It doesn't take a genius to realize that fashion is shifting towards new ideas and concepts as the social and financial situation crumbles, I mean, evolves. Living it one day at a time, this evolution seems natural, but think about it: long gone are the strapless backless low-cut V-neck silhouettes so popular with one time hip designers like Donatella Versace, Roberto Cavalli or Julien MacDonald. Long gone is the flamboyant luxury of Tom Ford's designs for Gucci and Yves Saint Laurent. And judging by fashion's goldfish-like memory span, long gone is John Galliano's bombastic drama. In a world in which financial panic, insecurity and bleak prospects are an everyday reality, it's not hard to see why fashion is less inspired by fairy tales than by... soviet aesthetics. This has been going on for several seasons already, but I think it's particularly noteworthy this winter. Fashion brands don't sell the way they used to, as people no longer shop Carrie Bradshaw-style (aka hysterically, compulsively and in a schizophrenic way). We don't want "lots and lots of different things" anymore, we want wearable products of a visible good quality, good fabrics and great cuts, clothes that won't look like Halloween costumes one year after we've purchased them. This newly found sense of practicality doesn't have to be boring; as a matter of fact, I find it quite refreshing to mix a rejection of capitalist excess with sartorial avant-garde.

Clean lines and minimal shapes are everywhere this winter, and there is a reverence for all things graphic. Why spoil a beautifully simple outfit with unnecessary baroque ornaments? This season less is definitely more.

####################

_TASKS TO COMPLETE_:
1. According to the fashion commentary, why is fashion now drawing less on fairy tales than on soviet aesthetics?
2. In the fashion commentary, list everything people are said to want now instead of "lots and lots of different things."
3. From the fashion commentary, return everything from "Clean lines and" down to "is definitely more.", word for word.

_DATASET SECTION_:

####################

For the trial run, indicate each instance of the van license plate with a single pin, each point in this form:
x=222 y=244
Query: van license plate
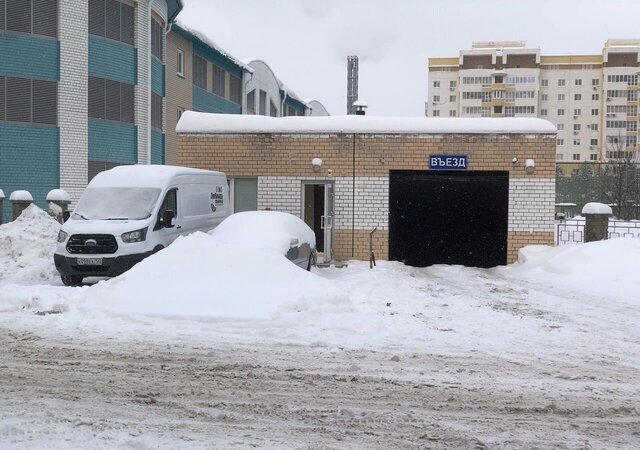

####################

_ANSWERS TO THE EXERCISE_:
1. It is because financial panic, insecurity and bleak prospects have become an everyday reality.

2.
- Wearable products of a visible good quality
- Good fabrics
- Great cuts
- Clothes that won't look like Halloween costumes one year after they are purchased

3.
Clean lines and minimal shapes are everywhere this winter, and there is a reverence for all things graphic. Why spoil a beautifully simple outfit with unnecessary baroque ornaments? This season less is definitely more.